DIRECTIONS: Copy the lines below word for word, from the first one up to and including the line with "pixel 122 498". Leave the pictures out.

INPUT DATA:
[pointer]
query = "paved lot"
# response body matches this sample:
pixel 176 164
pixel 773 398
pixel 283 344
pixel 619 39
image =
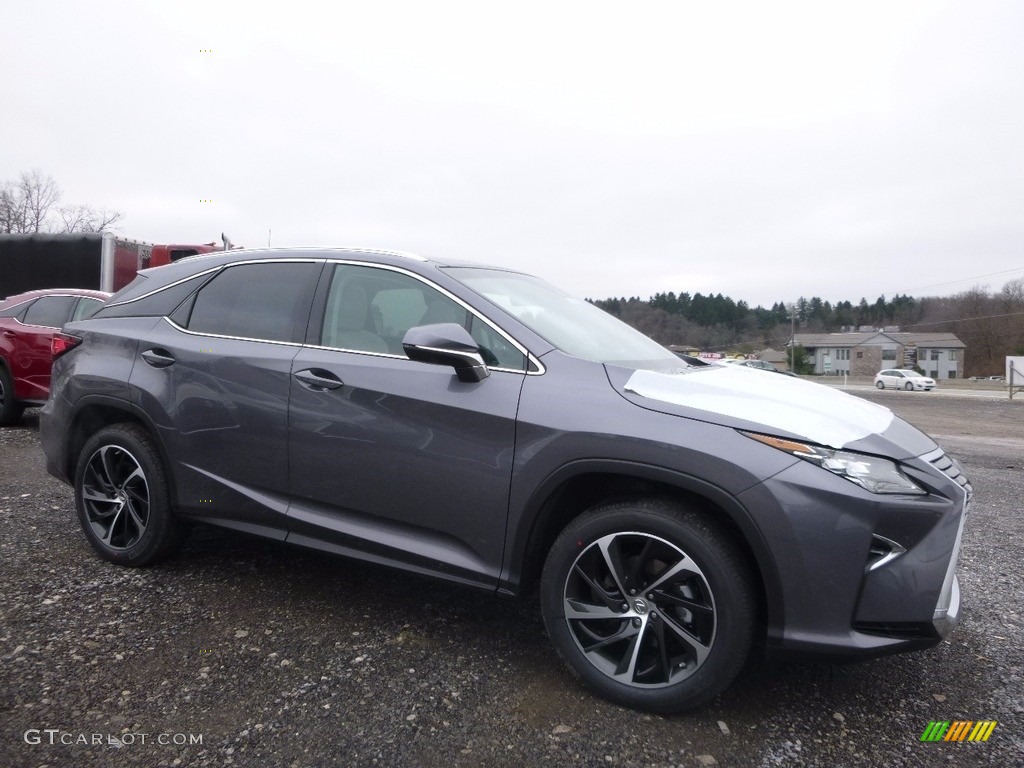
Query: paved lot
pixel 274 656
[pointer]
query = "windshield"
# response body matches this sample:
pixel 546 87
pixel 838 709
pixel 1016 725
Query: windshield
pixel 573 326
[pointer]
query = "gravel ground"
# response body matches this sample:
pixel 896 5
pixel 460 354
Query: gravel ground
pixel 274 656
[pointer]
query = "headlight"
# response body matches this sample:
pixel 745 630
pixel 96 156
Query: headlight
pixel 876 474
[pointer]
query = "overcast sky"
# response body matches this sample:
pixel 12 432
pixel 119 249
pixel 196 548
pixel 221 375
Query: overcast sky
pixel 763 150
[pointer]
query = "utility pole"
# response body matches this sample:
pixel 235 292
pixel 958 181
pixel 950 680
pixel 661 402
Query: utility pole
pixel 793 336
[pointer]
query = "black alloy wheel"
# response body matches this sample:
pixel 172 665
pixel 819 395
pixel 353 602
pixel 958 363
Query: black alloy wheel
pixel 649 604
pixel 122 498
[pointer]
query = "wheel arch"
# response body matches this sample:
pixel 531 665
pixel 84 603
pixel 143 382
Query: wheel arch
pixel 578 486
pixel 97 412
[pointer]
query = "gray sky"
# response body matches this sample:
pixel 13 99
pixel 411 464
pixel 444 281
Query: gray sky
pixel 764 151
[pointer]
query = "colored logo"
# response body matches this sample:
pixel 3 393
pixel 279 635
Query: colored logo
pixel 958 730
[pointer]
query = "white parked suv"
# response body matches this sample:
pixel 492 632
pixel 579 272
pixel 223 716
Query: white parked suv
pixel 902 378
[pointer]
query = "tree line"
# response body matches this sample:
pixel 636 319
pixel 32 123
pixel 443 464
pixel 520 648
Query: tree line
pixel 990 324
pixel 31 204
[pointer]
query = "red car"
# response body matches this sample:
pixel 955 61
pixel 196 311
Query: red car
pixel 28 324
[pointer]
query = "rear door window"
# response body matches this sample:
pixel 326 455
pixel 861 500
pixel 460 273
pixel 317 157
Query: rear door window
pixel 265 301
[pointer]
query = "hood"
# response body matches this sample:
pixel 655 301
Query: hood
pixel 774 403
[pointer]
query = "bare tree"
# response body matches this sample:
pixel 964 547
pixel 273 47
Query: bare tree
pixel 27 206
pixel 10 214
pixel 88 219
pixel 38 195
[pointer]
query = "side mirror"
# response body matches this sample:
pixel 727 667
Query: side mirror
pixel 446 344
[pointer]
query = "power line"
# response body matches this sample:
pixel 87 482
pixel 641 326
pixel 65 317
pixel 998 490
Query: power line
pixel 966 280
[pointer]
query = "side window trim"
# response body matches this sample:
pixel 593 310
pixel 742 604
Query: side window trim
pixel 314 328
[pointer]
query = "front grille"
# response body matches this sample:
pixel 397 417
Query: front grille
pixel 951 469
pixel 883 552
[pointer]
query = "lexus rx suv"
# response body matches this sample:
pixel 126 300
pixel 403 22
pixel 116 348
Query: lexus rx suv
pixel 478 425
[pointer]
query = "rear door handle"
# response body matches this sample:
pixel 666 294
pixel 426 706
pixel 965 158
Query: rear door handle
pixel 158 357
pixel 317 379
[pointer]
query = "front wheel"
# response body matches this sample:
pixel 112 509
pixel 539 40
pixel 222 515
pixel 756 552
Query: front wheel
pixel 649 603
pixel 122 497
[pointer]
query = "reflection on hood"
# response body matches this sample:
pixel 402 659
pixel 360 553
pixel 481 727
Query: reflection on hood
pixel 817 413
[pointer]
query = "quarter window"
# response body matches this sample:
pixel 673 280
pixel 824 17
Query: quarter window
pixel 253 301
pixel 50 311
pixel 86 308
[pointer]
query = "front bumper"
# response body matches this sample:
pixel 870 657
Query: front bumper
pixel 838 599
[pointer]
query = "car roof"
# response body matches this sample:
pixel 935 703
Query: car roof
pixel 31 295
pixel 384 256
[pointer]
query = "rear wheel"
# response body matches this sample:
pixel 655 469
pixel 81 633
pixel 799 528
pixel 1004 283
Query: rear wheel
pixel 10 411
pixel 122 497
pixel 649 603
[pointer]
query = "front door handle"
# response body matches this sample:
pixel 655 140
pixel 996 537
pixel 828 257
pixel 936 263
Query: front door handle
pixel 158 357
pixel 317 379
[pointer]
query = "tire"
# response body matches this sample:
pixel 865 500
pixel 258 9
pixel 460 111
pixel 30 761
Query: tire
pixel 122 496
pixel 694 627
pixel 10 411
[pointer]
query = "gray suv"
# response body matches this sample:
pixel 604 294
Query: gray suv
pixel 476 424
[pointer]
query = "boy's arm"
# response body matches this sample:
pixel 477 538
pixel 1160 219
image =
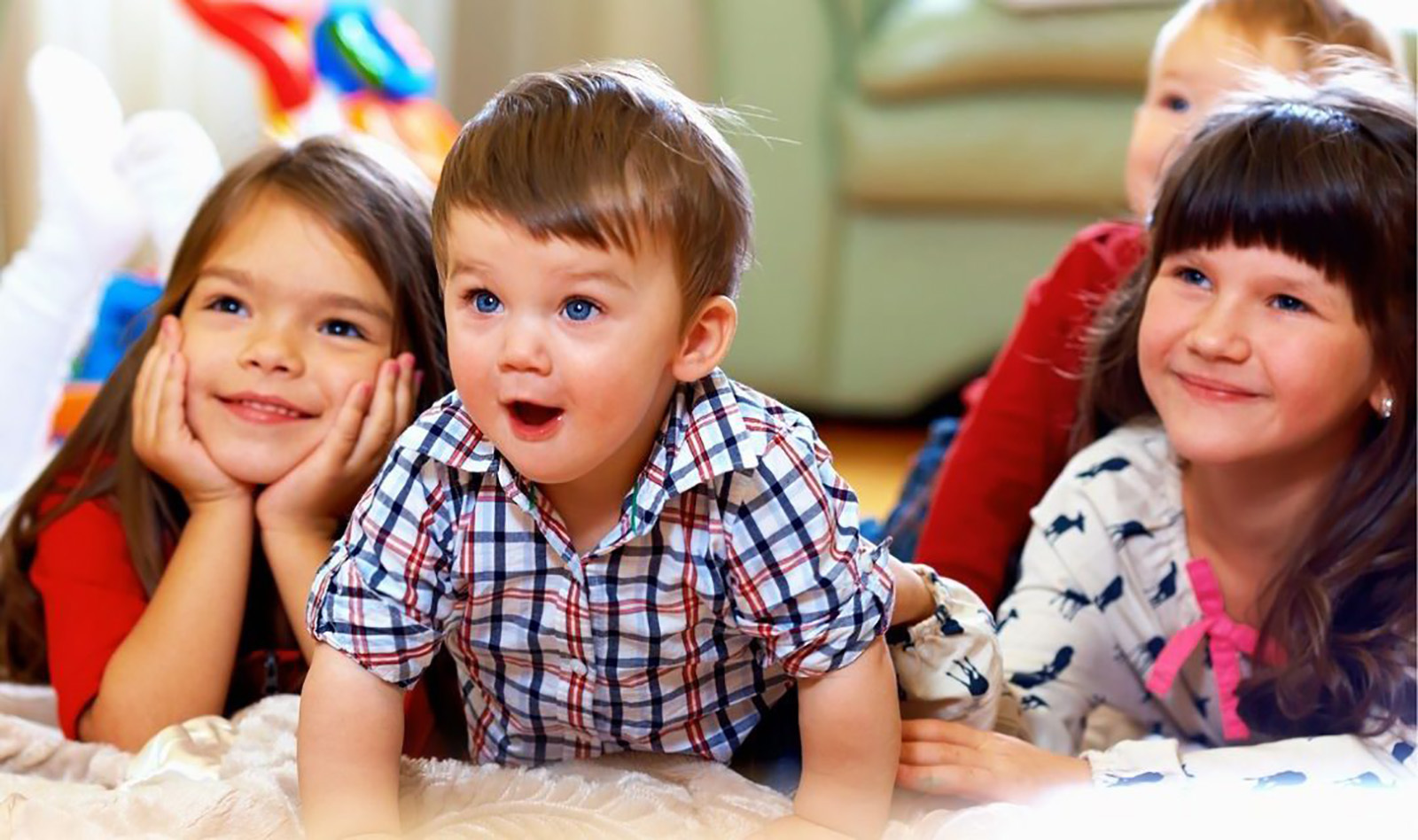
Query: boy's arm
pixel 851 741
pixel 352 726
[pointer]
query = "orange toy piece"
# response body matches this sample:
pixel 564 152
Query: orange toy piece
pixel 276 35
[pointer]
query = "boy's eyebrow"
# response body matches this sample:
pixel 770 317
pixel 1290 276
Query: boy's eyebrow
pixel 603 276
pixel 331 299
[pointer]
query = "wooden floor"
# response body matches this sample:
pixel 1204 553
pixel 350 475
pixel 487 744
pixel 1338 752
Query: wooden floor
pixel 872 457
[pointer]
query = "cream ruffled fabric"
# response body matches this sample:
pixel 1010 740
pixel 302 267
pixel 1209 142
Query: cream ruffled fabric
pixel 214 778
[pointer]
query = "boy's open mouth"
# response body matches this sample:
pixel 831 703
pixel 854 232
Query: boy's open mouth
pixel 534 415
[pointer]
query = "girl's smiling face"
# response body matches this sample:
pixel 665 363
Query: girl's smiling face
pixel 284 320
pixel 1250 355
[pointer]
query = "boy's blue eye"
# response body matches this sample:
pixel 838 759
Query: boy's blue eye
pixel 342 330
pixel 486 302
pixel 580 309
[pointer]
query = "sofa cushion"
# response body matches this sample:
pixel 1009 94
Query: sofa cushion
pixel 925 47
pixel 1030 149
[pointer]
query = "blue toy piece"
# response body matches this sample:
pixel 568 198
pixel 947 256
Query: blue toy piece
pixel 358 49
pixel 122 315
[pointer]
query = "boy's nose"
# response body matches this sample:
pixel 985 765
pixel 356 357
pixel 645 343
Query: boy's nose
pixel 524 346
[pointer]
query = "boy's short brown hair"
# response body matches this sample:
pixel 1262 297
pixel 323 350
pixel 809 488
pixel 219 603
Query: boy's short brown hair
pixel 604 153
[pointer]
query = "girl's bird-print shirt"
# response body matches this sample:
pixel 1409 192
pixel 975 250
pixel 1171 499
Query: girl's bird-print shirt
pixel 1112 609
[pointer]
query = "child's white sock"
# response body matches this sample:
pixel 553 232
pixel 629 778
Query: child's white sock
pixel 89 217
pixel 170 165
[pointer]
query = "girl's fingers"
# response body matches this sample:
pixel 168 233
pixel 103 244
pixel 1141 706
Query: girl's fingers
pixel 373 438
pixel 950 781
pixel 404 394
pixel 142 391
pixel 170 419
pixel 148 386
pixel 156 391
pixel 345 434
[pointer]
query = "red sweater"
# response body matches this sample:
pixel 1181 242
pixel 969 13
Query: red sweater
pixel 1014 439
pixel 92 599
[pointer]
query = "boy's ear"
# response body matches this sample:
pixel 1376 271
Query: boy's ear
pixel 706 338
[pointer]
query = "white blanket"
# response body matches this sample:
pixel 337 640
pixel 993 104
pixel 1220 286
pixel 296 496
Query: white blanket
pixel 214 778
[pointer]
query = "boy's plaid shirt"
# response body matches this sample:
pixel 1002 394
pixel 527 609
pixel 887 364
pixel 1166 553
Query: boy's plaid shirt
pixel 736 565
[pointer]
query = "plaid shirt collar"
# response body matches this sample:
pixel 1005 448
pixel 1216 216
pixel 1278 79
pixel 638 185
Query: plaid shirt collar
pixel 711 429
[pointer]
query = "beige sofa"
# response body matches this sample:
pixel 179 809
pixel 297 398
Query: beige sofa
pixel 935 156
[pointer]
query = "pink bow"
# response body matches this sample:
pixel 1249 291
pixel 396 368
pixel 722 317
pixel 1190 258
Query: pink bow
pixel 1227 639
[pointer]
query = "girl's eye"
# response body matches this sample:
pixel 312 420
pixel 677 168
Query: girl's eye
pixel 226 304
pixel 486 301
pixel 342 330
pixel 1176 104
pixel 1193 277
pixel 580 309
pixel 1289 304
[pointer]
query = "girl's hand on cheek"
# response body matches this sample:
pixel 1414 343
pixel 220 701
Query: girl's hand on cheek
pixel 954 759
pixel 162 439
pixel 323 487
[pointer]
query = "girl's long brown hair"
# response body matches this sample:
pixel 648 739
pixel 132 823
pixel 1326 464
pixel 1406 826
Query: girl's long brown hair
pixel 1325 175
pixel 383 214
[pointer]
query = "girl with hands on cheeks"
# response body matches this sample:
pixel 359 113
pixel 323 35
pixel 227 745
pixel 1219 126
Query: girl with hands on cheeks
pixel 160 568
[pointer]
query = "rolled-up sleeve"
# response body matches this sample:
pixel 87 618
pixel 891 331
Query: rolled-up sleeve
pixel 385 594
pixel 801 576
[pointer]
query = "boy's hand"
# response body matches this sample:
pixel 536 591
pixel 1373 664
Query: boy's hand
pixel 954 759
pixel 325 484
pixel 914 601
pixel 162 439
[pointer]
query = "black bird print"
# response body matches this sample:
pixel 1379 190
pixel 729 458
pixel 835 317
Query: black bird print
pixel 1110 595
pixel 1282 779
pixel 1063 525
pixel 947 625
pixel 1125 531
pixel 1070 602
pixel 1110 466
pixel 1145 655
pixel 1048 673
pixel 1166 587
pixel 1148 778
pixel 975 681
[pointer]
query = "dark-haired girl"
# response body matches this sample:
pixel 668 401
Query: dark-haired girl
pixel 160 568
pixel 1233 564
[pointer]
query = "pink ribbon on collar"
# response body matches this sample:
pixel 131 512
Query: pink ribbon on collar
pixel 1227 639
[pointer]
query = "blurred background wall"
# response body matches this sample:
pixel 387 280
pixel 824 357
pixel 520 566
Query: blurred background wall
pixel 919 160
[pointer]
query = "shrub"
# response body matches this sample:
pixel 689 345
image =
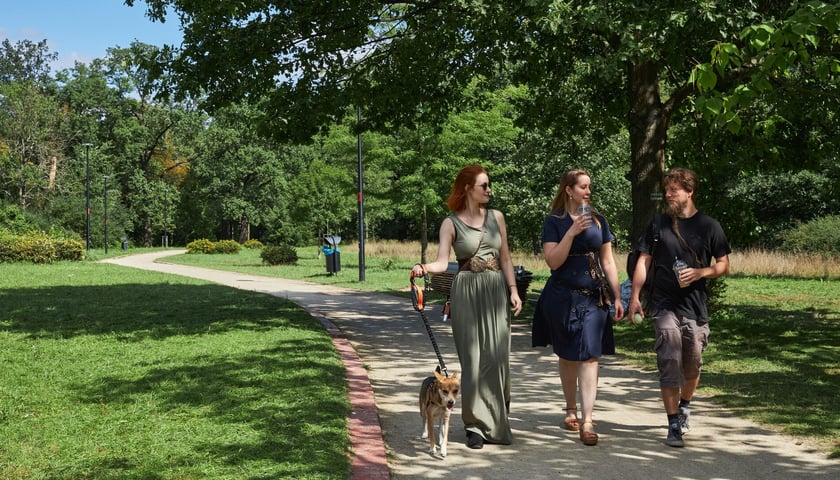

TASK RESULT:
[pointer]
query = "paved lot"
# response body matches this sample:
pixel 176 164
pixel 773 398
pixel 283 344
pixel 619 39
image =
Query: paved lot
pixel 274 656
[pointer]
query = "windshield"
# response body matches this sample:
pixel 546 87
pixel 838 709
pixel 1016 725
Query: windshield
pixel 573 326
[pointer]
query = "gravel ground"
# response body matches this sample:
pixel 896 5
pixel 460 354
Query: gravel ground
pixel 274 656
[pointer]
query = "headlight"
# response body matches this sample:
pixel 745 630
pixel 96 156
Query: headlight
pixel 876 474
[pointer]
query = "overcast sky"
# response body matches this sample:
pixel 12 432
pixel 119 249
pixel 196 548
pixel 221 375
Query: overcast sky
pixel 763 150
[pointer]
query = "utility pole"
# response body matches this sample:
pixel 235 292
pixel 958 181
pixel 950 680
pixel 661 402
Query: utility pole
pixel 793 336
[pointer]
query = "black alloy wheel"
# response body matches this sample:
pixel 172 665
pixel 819 395
pixel 353 602
pixel 958 363
Query: black alloy wheel
pixel 649 604
pixel 122 498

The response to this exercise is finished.